··· Source text ···

# A 512 Mhz Polyphase Filterbank with overlapping bands

A.Melis<sup>1</sup>, G.Comoretto<sup>2</sup>

<sup>1</sup>INAF - Osservatorio Astronomico di Cagliari

<sup>2</sup>INAF - Osservatorio Astrofisico di Arcetri

Arcetri Technical Report N° 1/2011

#### Abstract

The polyphase filterbank(PFB) algorithm is an efficient way to implement a uniformly distributed multi-channel filterbank using a Fast Fourier Transform, in order to reduce the necessary clock frequency to process the acquired samples into an FPGA. The simplest implementation of a PFB produces adjacent bands with small holes between the sub-bands; to overcome this problem, a PFB with overlapping bands is one of the best solutions.

In this report a PFB with a particular overlapping channel algorithm is described. The system has been implemented into the dBBC system, based on a Xilinx FPGA Virtex 5 LX220.

### **1** Introduction

Radioastronomic signals have usually a very large instantaneous bandwidth, up to several GHz, while currently available digital signal processing hardware, especially Field Programmable Gate Array(FPGA), have maximum clock rates of the order of a few hundred MHz. Therefore a multiplexing technique of some sort is necessary to process the acquired data at a reduced clock frequency. The most efficient way to perform this function is to use a filterbank, in order to split the incoming wideband signal into separate sub-bands of reduced bandwidth and sample rate.

A very efficient way to perform this function is the polyphase filterbank (PFB), a multi-rate filter structure followed to a Fast Fourier Transform (FFT) engine[1]. The filter is a low pass finite impulse response (FIR), and its bandshape is translated in frequency by the FFT algorithm. In its simplest form it implements a filterbank with adjacent bands. Due to the finite transition region at the end of the FIR passband, it produces small holes between the sub-channels, as shown in figure 1:



Figure 1: Non-Overlapping filterbank response

This approach has already been used for a non-overlapping filterbank for VLBI observations, described in a previous report[2]. We address to this report for the mathematical treatment of PFB.

··· Information given ···

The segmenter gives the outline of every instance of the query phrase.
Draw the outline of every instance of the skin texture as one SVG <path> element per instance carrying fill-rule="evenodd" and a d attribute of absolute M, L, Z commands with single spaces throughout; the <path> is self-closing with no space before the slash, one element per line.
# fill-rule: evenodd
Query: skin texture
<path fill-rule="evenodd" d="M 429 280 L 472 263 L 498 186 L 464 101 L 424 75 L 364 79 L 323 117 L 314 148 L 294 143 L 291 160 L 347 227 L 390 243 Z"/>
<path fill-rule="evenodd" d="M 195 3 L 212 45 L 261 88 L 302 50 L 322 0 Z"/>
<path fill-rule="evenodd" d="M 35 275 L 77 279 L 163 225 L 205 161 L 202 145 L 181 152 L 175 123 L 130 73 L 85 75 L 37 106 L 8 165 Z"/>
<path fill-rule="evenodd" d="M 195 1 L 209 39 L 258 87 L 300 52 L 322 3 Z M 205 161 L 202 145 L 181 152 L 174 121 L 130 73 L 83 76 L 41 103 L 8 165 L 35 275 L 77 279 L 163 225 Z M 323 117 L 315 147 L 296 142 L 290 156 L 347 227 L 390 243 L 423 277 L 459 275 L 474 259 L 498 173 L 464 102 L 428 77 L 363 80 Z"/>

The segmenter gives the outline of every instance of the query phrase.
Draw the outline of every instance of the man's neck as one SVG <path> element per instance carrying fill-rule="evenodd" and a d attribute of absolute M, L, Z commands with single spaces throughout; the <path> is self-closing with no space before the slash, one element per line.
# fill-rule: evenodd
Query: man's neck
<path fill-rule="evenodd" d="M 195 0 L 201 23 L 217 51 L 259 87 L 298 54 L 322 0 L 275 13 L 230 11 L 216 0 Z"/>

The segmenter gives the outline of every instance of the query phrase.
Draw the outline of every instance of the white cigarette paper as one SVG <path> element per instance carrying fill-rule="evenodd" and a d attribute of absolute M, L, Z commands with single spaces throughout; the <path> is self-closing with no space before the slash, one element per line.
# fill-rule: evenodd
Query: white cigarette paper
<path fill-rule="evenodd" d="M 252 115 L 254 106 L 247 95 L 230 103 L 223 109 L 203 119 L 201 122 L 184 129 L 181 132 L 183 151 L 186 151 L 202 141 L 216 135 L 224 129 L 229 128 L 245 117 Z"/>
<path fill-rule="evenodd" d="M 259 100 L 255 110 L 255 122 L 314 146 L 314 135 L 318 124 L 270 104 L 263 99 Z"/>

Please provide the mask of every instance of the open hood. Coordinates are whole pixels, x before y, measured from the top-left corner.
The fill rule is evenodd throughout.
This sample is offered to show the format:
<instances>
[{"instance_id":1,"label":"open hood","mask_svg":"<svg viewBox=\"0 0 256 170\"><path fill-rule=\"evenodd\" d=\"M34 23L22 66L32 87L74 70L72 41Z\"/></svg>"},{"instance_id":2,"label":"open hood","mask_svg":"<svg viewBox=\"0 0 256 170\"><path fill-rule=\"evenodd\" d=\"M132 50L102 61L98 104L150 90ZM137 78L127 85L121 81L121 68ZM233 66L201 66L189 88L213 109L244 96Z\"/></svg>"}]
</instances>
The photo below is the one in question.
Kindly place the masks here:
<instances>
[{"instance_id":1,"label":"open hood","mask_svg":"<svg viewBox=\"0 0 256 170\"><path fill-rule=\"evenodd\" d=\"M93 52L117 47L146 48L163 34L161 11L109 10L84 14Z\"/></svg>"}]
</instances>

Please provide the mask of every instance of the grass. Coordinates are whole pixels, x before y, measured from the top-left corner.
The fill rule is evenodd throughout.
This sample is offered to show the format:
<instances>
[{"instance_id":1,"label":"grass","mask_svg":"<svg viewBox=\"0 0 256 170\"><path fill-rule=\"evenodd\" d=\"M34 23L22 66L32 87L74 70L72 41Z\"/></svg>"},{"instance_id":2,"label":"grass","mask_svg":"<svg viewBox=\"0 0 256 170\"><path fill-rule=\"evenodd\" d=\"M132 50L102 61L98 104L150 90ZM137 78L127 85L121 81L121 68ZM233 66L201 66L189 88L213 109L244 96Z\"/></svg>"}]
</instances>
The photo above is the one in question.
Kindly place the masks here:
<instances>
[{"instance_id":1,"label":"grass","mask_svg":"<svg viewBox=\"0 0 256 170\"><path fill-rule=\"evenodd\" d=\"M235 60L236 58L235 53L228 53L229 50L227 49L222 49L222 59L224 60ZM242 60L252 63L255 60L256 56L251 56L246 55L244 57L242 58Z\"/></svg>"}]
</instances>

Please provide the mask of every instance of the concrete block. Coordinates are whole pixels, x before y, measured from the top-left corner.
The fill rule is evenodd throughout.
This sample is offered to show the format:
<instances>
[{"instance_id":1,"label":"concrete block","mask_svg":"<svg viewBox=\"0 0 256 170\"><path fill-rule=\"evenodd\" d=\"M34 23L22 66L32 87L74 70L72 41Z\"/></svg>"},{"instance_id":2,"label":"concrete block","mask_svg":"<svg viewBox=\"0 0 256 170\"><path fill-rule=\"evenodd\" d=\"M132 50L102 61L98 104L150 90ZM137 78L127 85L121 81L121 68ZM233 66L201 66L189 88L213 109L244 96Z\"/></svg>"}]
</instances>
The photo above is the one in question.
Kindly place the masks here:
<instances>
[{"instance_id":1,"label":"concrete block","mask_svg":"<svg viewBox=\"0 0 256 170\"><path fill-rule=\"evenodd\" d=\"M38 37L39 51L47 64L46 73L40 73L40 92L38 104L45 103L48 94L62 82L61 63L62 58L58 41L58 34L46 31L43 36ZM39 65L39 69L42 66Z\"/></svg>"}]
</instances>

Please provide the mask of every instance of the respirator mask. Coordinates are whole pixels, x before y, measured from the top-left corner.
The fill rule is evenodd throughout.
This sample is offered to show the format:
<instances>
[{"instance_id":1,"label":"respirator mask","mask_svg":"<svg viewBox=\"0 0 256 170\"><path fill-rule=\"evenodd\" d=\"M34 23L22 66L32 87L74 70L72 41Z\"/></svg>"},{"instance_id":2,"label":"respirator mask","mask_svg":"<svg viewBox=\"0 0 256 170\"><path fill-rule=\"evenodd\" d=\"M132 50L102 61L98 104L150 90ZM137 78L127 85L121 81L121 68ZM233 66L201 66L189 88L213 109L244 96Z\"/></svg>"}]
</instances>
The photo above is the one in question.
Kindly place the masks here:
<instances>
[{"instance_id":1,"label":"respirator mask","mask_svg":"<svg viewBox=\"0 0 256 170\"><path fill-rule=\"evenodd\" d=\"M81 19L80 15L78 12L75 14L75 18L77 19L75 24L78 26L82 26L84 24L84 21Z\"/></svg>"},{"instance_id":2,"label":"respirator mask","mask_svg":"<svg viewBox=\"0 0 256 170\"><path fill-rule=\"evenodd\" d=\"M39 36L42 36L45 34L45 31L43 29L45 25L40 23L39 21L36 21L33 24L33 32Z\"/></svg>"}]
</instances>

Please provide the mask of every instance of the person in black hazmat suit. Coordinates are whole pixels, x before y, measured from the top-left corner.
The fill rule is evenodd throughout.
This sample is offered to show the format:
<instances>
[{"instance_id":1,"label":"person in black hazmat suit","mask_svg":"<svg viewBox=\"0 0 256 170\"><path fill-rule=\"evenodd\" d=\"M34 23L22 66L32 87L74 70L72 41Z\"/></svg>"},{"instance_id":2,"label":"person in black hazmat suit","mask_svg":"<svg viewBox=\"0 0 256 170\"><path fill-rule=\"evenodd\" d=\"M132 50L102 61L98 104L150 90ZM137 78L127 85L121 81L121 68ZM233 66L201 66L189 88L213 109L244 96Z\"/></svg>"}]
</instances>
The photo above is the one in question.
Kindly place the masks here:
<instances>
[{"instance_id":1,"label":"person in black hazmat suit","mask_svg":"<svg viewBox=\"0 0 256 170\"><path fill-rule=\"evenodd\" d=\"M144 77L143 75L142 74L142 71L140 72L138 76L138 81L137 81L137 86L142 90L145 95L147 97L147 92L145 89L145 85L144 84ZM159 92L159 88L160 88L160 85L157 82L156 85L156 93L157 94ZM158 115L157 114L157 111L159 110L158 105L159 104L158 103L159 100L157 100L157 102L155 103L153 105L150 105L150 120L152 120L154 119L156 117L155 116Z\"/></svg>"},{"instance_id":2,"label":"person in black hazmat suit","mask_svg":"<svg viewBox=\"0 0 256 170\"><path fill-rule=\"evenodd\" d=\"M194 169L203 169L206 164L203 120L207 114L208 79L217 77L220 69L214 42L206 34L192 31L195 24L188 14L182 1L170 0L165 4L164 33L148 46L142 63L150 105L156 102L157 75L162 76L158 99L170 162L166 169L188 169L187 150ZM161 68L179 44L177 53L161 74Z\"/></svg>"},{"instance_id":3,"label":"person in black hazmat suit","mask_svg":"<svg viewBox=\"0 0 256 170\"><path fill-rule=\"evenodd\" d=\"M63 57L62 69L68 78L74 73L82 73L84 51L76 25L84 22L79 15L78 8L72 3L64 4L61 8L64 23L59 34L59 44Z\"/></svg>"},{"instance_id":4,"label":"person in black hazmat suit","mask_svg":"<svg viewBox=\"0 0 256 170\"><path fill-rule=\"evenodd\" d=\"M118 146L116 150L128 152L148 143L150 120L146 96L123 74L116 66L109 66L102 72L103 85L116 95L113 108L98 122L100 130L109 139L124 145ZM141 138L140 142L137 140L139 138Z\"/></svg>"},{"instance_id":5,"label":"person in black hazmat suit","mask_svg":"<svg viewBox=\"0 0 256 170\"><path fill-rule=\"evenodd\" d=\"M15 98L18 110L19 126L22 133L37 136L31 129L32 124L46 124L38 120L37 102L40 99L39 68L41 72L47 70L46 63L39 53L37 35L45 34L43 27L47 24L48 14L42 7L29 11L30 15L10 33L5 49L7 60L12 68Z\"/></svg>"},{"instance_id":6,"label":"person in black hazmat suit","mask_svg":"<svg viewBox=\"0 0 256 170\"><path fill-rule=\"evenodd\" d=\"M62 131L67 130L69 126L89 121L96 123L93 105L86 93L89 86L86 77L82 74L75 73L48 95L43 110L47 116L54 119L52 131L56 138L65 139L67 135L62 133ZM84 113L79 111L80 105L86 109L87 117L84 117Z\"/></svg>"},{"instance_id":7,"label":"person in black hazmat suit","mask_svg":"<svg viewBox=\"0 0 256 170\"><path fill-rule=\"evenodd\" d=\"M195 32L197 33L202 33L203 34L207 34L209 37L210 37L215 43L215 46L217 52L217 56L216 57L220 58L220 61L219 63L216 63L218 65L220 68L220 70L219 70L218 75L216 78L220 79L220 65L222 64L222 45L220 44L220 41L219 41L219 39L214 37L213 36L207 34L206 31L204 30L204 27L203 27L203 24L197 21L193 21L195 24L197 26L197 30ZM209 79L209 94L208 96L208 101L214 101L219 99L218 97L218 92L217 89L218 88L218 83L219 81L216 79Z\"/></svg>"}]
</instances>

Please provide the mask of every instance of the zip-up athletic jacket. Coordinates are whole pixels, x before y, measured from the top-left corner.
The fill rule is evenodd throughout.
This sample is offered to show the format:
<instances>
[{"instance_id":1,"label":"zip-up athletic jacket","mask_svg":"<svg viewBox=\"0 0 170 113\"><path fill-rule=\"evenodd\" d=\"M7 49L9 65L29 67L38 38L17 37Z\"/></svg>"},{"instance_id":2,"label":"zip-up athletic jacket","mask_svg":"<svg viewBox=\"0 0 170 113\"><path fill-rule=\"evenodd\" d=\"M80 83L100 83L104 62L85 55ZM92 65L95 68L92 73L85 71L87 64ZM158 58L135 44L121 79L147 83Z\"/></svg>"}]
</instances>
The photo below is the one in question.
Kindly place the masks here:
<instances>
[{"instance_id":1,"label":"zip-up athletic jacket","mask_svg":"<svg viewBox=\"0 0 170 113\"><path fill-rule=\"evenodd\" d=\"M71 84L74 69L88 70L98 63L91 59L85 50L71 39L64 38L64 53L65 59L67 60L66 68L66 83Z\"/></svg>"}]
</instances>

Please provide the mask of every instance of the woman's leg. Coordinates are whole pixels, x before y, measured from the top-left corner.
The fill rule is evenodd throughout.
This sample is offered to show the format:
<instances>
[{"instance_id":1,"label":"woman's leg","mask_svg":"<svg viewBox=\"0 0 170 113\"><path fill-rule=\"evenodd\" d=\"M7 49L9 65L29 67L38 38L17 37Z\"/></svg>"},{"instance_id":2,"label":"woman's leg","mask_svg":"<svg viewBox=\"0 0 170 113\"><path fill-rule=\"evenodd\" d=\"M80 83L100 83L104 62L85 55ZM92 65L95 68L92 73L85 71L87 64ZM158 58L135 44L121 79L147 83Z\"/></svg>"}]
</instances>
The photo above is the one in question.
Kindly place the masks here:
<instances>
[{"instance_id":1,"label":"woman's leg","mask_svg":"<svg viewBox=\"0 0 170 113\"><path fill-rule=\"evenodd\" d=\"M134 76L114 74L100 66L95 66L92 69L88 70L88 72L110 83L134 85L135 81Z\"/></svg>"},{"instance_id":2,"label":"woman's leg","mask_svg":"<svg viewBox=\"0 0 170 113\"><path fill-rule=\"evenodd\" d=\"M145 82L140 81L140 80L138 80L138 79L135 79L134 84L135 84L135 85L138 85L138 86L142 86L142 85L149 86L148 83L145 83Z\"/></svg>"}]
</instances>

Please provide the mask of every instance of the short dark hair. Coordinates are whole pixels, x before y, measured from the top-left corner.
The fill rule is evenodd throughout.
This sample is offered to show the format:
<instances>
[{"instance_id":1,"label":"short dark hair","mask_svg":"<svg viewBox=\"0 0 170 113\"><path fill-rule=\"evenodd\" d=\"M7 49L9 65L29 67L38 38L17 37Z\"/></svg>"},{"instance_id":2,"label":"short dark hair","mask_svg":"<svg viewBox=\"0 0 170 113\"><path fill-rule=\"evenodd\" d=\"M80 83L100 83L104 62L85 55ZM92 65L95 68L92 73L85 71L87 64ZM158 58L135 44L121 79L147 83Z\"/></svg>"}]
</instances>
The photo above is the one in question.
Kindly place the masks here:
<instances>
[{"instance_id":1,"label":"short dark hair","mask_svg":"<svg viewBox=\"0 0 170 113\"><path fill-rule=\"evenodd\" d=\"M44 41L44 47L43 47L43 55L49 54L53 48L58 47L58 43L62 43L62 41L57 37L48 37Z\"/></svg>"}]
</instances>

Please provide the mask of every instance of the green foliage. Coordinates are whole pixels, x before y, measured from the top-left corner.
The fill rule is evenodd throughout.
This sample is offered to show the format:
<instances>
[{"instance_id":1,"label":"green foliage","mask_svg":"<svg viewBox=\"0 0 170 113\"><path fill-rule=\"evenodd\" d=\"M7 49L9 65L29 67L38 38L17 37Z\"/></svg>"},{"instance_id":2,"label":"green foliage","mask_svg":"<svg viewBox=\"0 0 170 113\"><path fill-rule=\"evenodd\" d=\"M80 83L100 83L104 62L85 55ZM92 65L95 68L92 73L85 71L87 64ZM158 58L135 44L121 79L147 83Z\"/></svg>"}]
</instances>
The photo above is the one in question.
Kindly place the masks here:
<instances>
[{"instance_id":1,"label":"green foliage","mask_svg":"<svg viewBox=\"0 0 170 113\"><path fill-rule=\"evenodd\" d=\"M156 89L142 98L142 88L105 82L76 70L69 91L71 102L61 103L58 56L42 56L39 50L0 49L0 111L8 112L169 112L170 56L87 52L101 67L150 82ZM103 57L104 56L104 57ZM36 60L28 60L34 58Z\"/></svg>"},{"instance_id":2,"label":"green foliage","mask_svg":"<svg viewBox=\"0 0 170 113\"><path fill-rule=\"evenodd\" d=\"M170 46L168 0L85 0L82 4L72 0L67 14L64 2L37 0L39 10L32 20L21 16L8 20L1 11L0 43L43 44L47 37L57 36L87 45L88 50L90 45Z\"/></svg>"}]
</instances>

···

Repeat the filterbank report word for word, everything from "A.Melis<sup>1</sup>, G.Comoretto<sup>2</sup>" down to "Virtex 5 LX220.". The records are separate material and have nothing to do with the filterbank report.

- Written solution -
A.Melis<sup>1</sup>, G.Comoretto<sup>2</sup>

<sup>1</sup>INAF - Osservatorio Astronomico di Cagliari

<sup>2</sup>INAF - Osservatorio Astrofisico di Arcetri

Arcetri Technical Report N° 1/2011

#### Abstract

The polyphase filterbank(PFB) algorithm is an efficient way to implement a uniformly distributed multi-channel filterbank using a Fast Fourier Transform, in order to reduce the necessary clock frequency to process the acquired samples into an FPGA. The simplest implementation of a PFB produces adjacent bands with small holes between the sub-bands; to overcome this problem, a PFB with overlapping bands is one of the best solutions.

In this report a PFB with a particular overlapping channel algorithm is described. The system has been implemented into the dBBC system, based on a Xilinx FPGA Virtex 5 LX220.